### What is asked
In the excerpt below on eye movements during multiple object tracking, what share of saccades to the targets came before the collision, and what share came after it?

### Selected excerpt
2.2.4. Crowding and Collision

During MOT, crowding and collision commonly co-occur and may influence the tracking performance and eye behavior. Crowding is established when the objects move close to one another so that it is more difficult to differentiate the targets from the distracters. At the same time, the probability for object collisions is increased, which may also impact tracking. Vater, Kredel, and Hossner [15] disentangled the effects of crowding and collision on eye movements during tracking. Collision was manipulated by having the targets collide with the bordering frame in one condition during a critical period of 0.5 s, which was compared to a no collision condition. Crowding was also manipulated by two conditions. In the crowding condition, during the critical period three of the four targets formed a group where each target was closely surrounded by a distracter (the fourth target was not); in the no-crowding condition, the group of three targets was not closely surrounded by distracters.
The authors measured the distance between the gaze and the targets, as well as the number of saccades initiated to the targets in different conditions. Saccades to the targets were initiated much more frequently prior to the collision (64%) than after the collision (9%). These anticipatory saccades are assumed to be made to update changes in motion trajectories after the collision against the boundary. On the other hand, crowding did not affect the probability of initiating a saccade; yet, the gaze was located closer to the target group than to the isolated target in the crowding than in the no-crowding condition. The result is consistent with the study of [11], who found that the gaze-target distance decreased as the target-other-object distance became smaller. Similarly, the modelling studies of Lukavský and colleagues [16,17] observed that the anticrowding model is the best model for explaining the gaze locations during tracking. This is presumably due to attempts to increase visual acuity for targets in order to be better able to keep them separate from the distracters. In sum, crowding draws the eyes toward the crowded area, while collision induces anticipatory saccades to the target.

2.2.5. Occlusion

Zelinsky and Todor [11] examined eye movements in a MOT task where objects occlude each other. The experiment was otherwise identical to their earlier study [10] except that in half of the trials at least one target, usually more than one, was involved in an occlusion. Observers tracked 2, 3 or 4 targets out of 9 objects for a period of 20 s. The main goal of the study was to assess the premise that observers “look at targets in order to prevent occlusion-related track losses” [11] (p. 4). In order to do that the authors examined the number of saccades programmed to occluded targets during the occlusion period (800 ms around the occlusion). These saccades were named as rescue saccades, as they are presumably carried out to prevent from losing track of occluded targets.

### Data records
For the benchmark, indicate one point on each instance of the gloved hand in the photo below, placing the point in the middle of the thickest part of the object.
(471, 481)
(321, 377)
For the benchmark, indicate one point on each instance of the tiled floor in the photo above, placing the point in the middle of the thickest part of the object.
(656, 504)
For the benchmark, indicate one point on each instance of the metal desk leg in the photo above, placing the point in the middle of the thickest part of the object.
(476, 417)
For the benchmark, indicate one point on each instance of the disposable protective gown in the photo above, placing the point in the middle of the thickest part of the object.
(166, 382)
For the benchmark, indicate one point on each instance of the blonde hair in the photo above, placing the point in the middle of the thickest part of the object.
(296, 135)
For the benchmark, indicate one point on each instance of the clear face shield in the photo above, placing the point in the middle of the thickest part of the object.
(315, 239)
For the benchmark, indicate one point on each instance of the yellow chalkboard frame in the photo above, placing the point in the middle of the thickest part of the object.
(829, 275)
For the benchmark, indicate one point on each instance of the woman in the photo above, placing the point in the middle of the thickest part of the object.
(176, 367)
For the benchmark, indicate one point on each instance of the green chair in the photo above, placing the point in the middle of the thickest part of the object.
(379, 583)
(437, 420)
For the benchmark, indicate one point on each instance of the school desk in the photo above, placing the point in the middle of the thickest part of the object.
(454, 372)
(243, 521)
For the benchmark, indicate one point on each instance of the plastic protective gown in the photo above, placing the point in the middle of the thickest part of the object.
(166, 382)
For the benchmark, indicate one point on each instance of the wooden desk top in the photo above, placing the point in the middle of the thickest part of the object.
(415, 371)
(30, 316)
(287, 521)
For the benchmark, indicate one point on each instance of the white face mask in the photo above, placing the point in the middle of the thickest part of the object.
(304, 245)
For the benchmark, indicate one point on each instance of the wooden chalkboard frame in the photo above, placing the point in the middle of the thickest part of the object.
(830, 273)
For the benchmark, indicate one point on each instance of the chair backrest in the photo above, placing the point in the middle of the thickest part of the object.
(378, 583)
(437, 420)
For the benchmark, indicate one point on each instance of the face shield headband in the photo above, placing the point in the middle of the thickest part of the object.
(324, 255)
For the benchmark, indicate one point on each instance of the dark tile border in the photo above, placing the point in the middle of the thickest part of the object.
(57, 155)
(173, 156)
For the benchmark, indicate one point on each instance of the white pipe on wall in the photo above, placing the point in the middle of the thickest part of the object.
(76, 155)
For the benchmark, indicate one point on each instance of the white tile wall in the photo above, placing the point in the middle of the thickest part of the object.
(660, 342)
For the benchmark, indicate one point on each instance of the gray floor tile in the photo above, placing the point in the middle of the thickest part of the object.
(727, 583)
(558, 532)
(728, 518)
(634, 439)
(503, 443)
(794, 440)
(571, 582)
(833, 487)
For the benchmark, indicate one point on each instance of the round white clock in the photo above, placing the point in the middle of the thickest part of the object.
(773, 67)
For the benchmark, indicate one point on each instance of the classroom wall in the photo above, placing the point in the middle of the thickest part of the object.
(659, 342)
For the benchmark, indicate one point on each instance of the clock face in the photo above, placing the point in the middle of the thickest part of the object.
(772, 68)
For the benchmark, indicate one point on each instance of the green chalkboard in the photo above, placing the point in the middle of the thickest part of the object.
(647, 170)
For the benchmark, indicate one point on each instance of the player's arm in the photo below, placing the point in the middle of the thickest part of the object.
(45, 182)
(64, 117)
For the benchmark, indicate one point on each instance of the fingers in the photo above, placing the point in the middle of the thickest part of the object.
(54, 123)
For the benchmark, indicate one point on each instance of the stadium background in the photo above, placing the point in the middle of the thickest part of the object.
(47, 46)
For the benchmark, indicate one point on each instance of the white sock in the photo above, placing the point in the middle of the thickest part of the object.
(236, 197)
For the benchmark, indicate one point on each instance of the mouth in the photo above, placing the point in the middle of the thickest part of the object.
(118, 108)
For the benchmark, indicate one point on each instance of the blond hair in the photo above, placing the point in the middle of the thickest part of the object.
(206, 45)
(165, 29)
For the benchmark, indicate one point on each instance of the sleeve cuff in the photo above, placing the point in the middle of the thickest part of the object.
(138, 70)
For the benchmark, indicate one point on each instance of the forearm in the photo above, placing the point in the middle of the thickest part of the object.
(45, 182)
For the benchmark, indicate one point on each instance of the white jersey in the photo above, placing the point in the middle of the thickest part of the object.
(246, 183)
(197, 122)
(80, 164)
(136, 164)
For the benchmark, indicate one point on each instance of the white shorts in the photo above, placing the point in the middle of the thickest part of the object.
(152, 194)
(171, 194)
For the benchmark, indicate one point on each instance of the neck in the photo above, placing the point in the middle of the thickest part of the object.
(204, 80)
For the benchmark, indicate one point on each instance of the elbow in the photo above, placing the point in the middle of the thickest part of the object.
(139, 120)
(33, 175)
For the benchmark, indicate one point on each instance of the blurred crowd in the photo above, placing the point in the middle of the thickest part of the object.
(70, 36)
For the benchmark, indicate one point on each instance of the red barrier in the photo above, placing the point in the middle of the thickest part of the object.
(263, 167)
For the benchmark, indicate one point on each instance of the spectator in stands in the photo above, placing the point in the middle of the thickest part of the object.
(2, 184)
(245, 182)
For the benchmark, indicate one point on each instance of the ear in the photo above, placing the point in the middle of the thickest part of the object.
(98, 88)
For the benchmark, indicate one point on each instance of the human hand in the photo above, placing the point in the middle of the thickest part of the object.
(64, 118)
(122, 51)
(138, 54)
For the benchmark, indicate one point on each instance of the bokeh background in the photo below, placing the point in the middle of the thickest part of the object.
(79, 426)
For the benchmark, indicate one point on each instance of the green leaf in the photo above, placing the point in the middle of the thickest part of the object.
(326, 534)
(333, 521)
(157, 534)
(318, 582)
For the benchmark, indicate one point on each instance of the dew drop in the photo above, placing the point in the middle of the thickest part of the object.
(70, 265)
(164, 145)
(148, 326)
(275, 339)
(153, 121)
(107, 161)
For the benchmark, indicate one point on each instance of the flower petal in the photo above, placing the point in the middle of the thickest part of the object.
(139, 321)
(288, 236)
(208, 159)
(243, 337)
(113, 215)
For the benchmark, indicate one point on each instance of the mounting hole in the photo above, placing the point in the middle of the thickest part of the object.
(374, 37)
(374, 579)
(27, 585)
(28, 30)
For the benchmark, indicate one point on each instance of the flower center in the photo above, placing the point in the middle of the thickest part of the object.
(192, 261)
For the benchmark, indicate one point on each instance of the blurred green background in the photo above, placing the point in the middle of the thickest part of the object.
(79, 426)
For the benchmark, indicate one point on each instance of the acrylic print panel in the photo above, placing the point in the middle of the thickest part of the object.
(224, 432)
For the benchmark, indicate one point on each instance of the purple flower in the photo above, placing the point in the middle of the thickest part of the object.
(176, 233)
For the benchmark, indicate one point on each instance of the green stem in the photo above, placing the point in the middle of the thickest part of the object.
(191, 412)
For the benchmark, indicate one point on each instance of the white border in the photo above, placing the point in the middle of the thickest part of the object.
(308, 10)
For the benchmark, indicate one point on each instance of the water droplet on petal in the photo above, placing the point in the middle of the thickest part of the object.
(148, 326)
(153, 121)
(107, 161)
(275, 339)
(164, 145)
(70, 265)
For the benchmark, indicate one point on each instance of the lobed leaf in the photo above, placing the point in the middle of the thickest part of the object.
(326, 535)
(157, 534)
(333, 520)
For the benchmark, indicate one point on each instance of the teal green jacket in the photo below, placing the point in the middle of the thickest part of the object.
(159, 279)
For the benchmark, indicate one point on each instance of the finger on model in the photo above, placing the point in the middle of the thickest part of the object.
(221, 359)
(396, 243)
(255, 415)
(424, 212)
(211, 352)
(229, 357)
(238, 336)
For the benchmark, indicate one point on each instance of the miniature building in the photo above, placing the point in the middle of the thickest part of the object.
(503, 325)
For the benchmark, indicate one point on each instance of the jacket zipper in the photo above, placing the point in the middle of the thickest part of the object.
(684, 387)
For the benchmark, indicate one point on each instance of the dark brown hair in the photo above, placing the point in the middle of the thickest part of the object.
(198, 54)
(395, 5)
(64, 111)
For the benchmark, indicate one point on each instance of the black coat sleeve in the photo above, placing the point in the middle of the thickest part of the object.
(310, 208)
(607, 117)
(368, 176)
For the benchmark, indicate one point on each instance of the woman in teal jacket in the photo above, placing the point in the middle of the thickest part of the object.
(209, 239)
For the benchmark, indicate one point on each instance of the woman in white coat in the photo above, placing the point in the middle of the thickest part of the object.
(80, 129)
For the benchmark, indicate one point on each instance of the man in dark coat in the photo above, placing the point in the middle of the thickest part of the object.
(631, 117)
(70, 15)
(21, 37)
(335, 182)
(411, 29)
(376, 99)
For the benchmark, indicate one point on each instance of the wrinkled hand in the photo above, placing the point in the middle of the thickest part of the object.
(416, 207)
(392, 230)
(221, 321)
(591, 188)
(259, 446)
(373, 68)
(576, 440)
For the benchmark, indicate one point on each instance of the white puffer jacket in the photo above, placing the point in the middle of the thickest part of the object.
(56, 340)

### Result for this task
64% came before the collision and 9% came after it.